── PROVIDED DATA ──

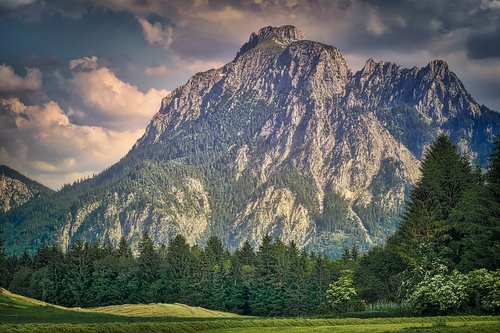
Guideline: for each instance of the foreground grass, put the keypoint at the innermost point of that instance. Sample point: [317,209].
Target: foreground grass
[424,324]
[162,310]
[21,314]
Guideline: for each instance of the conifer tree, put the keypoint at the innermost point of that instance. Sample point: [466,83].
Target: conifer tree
[3,263]
[445,176]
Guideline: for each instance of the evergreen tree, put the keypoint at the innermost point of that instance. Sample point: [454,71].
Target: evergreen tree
[3,263]
[77,274]
[147,272]
[262,291]
[445,176]
[476,220]
[180,272]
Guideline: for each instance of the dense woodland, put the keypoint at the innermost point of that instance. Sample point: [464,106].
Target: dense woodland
[443,259]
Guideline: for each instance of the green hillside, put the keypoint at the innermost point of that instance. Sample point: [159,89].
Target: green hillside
[18,309]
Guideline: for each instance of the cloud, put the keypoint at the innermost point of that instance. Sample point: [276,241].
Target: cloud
[84,64]
[484,45]
[98,97]
[12,4]
[10,82]
[42,142]
[155,33]
[374,24]
[156,70]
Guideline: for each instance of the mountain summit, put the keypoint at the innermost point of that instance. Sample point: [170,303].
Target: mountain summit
[284,140]
[280,35]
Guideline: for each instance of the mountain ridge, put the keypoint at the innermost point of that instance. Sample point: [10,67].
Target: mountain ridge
[17,189]
[284,140]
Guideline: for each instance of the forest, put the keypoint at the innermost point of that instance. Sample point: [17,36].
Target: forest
[443,259]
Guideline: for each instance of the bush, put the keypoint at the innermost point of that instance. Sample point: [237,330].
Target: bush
[484,290]
[439,294]
[341,295]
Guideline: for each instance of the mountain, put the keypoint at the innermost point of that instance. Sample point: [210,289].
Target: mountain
[16,189]
[284,140]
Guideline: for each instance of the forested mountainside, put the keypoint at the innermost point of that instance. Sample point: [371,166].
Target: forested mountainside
[16,189]
[284,140]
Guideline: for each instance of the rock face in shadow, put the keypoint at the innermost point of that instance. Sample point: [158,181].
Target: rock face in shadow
[284,140]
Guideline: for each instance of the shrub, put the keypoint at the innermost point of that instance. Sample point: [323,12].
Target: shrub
[439,294]
[341,295]
[484,290]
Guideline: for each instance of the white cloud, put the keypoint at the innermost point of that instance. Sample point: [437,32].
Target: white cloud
[104,100]
[85,63]
[156,70]
[155,33]
[11,82]
[40,141]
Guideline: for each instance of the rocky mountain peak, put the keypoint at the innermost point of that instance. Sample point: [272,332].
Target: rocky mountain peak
[282,36]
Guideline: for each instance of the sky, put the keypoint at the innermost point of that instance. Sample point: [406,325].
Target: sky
[81,79]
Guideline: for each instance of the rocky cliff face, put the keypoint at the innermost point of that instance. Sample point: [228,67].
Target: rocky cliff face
[16,189]
[284,140]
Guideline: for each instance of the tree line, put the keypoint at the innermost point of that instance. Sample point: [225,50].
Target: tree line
[443,259]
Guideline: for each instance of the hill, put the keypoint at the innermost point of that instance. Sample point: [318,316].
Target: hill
[17,189]
[284,140]
[19,309]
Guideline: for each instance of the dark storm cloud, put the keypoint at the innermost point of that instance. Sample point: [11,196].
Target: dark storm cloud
[486,45]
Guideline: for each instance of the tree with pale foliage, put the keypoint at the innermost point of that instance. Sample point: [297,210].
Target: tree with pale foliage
[341,295]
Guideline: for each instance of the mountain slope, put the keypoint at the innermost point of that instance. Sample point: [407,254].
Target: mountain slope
[16,189]
[284,140]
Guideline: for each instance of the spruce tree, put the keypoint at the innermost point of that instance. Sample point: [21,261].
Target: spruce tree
[445,176]
[3,263]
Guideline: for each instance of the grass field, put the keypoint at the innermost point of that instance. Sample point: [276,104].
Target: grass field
[22,314]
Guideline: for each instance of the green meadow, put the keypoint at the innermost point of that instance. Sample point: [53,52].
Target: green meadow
[23,314]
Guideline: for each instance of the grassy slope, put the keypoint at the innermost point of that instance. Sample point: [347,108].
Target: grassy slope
[18,309]
[162,310]
[22,314]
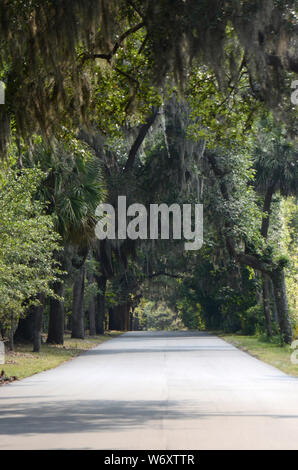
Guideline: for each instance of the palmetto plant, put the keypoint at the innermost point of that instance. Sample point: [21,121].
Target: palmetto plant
[72,189]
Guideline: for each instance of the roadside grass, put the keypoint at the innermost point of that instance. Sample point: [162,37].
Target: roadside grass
[23,362]
[269,351]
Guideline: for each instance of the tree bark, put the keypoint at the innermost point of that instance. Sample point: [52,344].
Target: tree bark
[37,323]
[100,304]
[91,308]
[266,303]
[78,329]
[280,294]
[24,331]
[56,320]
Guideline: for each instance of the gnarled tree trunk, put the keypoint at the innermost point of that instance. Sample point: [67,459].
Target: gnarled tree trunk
[100,304]
[266,303]
[56,321]
[280,294]
[78,328]
[37,323]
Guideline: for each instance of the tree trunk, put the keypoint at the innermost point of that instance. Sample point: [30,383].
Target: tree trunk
[100,304]
[11,333]
[56,321]
[280,294]
[91,314]
[78,329]
[37,323]
[266,303]
[24,331]
[91,308]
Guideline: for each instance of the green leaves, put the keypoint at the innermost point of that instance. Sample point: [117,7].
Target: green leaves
[27,243]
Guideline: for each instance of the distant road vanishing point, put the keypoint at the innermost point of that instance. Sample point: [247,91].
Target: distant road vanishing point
[153,390]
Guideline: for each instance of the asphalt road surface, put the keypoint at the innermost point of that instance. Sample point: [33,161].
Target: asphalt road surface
[153,390]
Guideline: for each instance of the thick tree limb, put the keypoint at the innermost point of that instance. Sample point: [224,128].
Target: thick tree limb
[140,139]
[117,44]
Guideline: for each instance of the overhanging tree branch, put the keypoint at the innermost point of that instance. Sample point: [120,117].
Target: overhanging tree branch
[140,139]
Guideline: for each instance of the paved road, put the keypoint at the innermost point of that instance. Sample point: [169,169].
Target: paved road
[160,390]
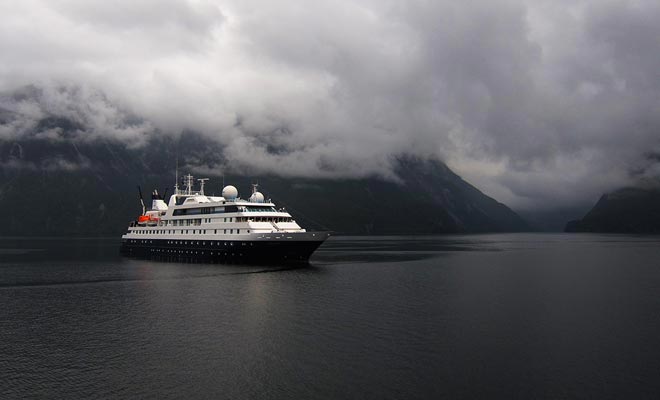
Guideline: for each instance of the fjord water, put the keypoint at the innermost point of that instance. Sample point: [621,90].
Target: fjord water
[510,316]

───

#### PROBLEM TO SOLVE:
Repeat exactly the lines from the one containing "Guideline: for each instance of the gnarled" through the last line of the records above, both included, and leave out the pictures.

#### WRITTEN RESPONSE:
Guideline: for each instance of the gnarled tree trunk, put the keypoint at the innermost point of that instance. Sample point: [67,459].
Target: gnarled tree trunk
[100,304]
[266,303]
[56,321]
[280,294]
[78,328]
[37,323]
Guideline: for each instance of the tree trunk, put the keypoint at the innermost point of that instance. Sample point: [30,383].
Target: tree trunk
[100,304]
[11,333]
[56,321]
[280,294]
[91,314]
[78,329]
[37,323]
[266,303]
[24,331]
[91,308]
Guideline: for each instance of the green leaves, put the keypoint at the innermost point of that instance. Sample point: [117,7].
Target: green leaves
[27,243]
Guideline: for each instance of the distant road vanishing point, put the keypoint at the innermost point of that instance. Sample point: [247,91].
Target: distant road vanishing point
[153,390]
Guideline: for each instance of the asphalt road surface, put the keypoint at the innermost point of that instance. Sample point: [33,161].
Target: asphalt road surface
[153,390]
Guideline: for each instance of the thick tree limb, put the keypoint at the innermost point of that instance. Sample point: [224,128].
Target: thick tree limb
[140,139]
[117,44]
Guideline: for each instance of the overhanging tree branch, put the keypoint at the innermost point of that instance. Sample point: [120,117].
Target: overhanging tree branch
[140,139]
Guideline: for each instance of the paved road, put the keypoint at the innermost point of that instance. Sample point: [169,169].
Target: paved road
[160,390]
Guideline: for each instance of the fjord water, put the keypoint at the innermost point of that instance. Sample point: [621,90].
Target: fjord water
[510,316]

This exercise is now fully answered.